[GOAL]: Copy the listing below line for line, with no changes.

══ GIVEN DATA ══

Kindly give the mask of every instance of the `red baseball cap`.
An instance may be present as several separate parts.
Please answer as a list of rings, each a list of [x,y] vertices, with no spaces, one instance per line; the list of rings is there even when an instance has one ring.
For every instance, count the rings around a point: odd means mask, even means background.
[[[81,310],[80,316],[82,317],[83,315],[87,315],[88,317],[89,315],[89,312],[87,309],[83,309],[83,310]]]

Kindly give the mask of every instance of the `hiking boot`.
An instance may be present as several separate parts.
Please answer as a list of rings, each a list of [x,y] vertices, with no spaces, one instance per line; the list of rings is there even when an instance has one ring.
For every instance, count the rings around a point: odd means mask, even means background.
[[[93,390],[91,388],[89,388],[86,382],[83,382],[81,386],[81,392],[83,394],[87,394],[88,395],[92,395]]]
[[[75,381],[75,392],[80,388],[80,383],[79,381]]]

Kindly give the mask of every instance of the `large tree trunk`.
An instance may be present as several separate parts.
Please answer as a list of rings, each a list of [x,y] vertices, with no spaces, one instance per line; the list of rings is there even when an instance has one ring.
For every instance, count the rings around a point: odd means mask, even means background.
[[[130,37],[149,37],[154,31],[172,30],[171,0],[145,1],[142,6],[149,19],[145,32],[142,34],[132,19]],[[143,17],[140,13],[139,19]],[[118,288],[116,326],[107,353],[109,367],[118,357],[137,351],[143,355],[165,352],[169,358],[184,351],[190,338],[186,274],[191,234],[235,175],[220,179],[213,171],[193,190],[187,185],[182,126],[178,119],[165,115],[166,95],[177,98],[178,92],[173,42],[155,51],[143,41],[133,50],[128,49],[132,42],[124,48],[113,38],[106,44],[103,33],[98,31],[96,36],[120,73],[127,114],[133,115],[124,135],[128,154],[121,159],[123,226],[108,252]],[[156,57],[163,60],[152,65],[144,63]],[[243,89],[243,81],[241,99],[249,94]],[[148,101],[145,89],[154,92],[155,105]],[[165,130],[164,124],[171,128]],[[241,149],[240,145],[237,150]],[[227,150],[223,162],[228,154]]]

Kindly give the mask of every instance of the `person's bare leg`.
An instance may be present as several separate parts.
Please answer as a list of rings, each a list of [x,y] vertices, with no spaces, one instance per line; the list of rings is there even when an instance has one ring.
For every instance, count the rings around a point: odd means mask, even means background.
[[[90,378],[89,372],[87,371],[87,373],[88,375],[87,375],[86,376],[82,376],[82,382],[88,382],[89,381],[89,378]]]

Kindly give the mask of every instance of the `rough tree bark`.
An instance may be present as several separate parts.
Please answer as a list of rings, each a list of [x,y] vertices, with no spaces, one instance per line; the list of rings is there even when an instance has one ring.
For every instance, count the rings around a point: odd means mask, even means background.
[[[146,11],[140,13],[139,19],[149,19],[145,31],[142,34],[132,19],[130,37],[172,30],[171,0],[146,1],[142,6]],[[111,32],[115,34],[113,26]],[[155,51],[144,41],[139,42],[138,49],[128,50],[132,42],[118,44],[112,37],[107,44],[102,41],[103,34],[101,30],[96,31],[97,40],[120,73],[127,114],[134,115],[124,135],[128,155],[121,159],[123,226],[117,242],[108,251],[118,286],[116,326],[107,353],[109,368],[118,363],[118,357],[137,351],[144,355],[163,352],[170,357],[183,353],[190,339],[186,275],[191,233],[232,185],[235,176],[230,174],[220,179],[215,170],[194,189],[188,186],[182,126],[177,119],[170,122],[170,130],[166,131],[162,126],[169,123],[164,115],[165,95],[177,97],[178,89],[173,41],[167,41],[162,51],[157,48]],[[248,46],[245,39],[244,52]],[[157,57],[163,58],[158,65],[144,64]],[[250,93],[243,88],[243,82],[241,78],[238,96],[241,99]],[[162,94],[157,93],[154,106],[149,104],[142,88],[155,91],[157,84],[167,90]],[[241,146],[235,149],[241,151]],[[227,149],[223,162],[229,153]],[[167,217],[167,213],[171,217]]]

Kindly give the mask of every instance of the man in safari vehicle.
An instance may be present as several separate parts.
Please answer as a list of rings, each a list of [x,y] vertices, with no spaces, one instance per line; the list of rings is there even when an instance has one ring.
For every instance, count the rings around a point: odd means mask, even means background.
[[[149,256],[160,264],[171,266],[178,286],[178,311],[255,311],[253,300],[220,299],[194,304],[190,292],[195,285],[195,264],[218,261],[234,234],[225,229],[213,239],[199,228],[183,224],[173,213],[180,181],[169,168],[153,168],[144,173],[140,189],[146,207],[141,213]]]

═══

[CORRECT ANSWER]:
Kindly give the mask of every instance of the `red baseball cap`.
An instance may be present as several separate parts.
Please answer as a list of rings, each a list of [x,y] vertices, with no spaces, one instance per line; the list of rings is there even when an instance has one ring.
For every instance, count the rings around a point: odd means mask, even means background.
[[[81,310],[80,316],[82,317],[83,315],[87,315],[88,317],[89,315],[89,312],[87,309],[83,309],[83,310]]]

Kindly give the mask of every instance of the `hiking boot`.
An instance may be present as several separate parts.
Please answer as a list of rings, each a list of [x,y] vertices, with no spaces, one instance per line; the list of rings is there even when an instance has one ring.
For every instance, count the rings around a point: odd means mask, even means background.
[[[93,390],[91,388],[89,388],[86,382],[83,382],[81,386],[81,392],[83,394],[87,394],[88,395],[92,395]]]
[[[75,381],[75,392],[80,388],[80,383],[79,381]]]

Kindly give the mask of every instance of the `large tree trunk`.
An instance may be present as several separate parts.
Please answer as a list of rings, each a list of [x,y] vertices, with no spaces, one instance per line; the list of rings is there even when an instance has one ring.
For every instance, count the rings around a point: odd means mask, even means background.
[[[130,37],[149,37],[154,31],[172,30],[171,0],[145,1],[142,6],[149,19],[145,32],[142,34],[132,19]],[[143,17],[140,13],[139,19]],[[118,288],[116,326],[107,353],[109,367],[118,357],[137,351],[143,355],[165,352],[169,358],[184,351],[190,338],[186,274],[191,234],[235,175],[220,179],[213,171],[193,190],[187,185],[182,126],[178,119],[165,115],[166,95],[177,98],[178,92],[173,42],[155,51],[143,41],[133,50],[128,49],[132,42],[124,48],[113,38],[106,44],[103,33],[98,31],[96,36],[120,73],[127,114],[133,115],[124,135],[128,154],[121,159],[123,226],[108,252]],[[156,57],[163,60],[152,65],[144,63]],[[243,89],[243,81],[241,99],[249,94]],[[148,101],[145,89],[154,92],[155,105]],[[165,130],[164,124],[171,128]],[[241,149],[240,145],[237,150]],[[227,150],[223,162],[228,154]]]

Kindly give the mask of every instance of the `person's bare leg`.
An instance may be present as several separate parts.
Please answer as a list of rings, each a list of [x,y] vertices, with no spaces, one instance per line; the list of rings is there even when an instance has one ring.
For every instance, count the rings around a point: odd means mask, even means background.
[[[90,378],[89,372],[87,371],[87,373],[88,375],[87,375],[86,376],[82,376],[82,382],[88,382],[89,381],[89,378]]]

Kindly give the mask of every instance of the `rough tree bark`.
An instance may be present as several separate parts.
Please answer as a list of rings, each a list of [x,y] vertices, with no spaces, one instance per line; the list of rings is there even when an instance has one ring.
For every instance, count the rings around a point: odd means mask, even means background.
[[[146,11],[140,13],[139,19],[149,19],[145,31],[142,34],[132,19],[130,37],[172,30],[171,0],[146,1],[142,6]],[[111,32],[115,34],[113,26]],[[155,51],[144,41],[139,42],[138,49],[128,50],[132,42],[118,44],[112,37],[107,44],[102,41],[103,34],[101,30],[96,31],[97,40],[120,73],[127,114],[134,115],[124,135],[128,155],[121,159],[123,226],[117,242],[108,251],[118,286],[116,326],[107,353],[109,368],[118,363],[118,357],[137,351],[144,355],[163,352],[170,357],[183,353],[190,339],[186,275],[191,233],[232,185],[235,176],[230,174],[220,179],[215,170],[194,189],[188,186],[182,126],[177,119],[170,122],[170,130],[166,131],[162,126],[169,123],[164,115],[165,95],[177,97],[178,89],[173,41],[167,41],[162,51],[157,48]],[[248,46],[245,39],[244,52]],[[157,57],[163,58],[158,65],[144,64]],[[250,93],[243,88],[243,82],[241,78],[238,96],[241,99]],[[162,94],[157,93],[154,106],[149,104],[142,88],[155,91],[157,84],[167,90]],[[241,146],[235,149],[241,151]],[[227,149],[223,162],[229,153]],[[167,217],[167,213],[171,217]]]

Kindly give the mask of every instance of the man in safari vehicle.
An instance may be present as several separate parts.
Please answer as a list of rings, each a list of [x,y] vertices, with no spaces, one instance per line; the list of rings is there even when an instance has one ring.
For every instance, count the rings around a point: odd means mask, even means background.
[[[149,256],[160,264],[171,266],[178,286],[178,311],[255,311],[253,300],[220,299],[194,304],[190,292],[195,285],[195,264],[218,261],[234,234],[225,229],[213,239],[199,228],[183,224],[173,213],[180,181],[169,168],[153,168],[144,173],[140,189],[146,207],[141,213]]]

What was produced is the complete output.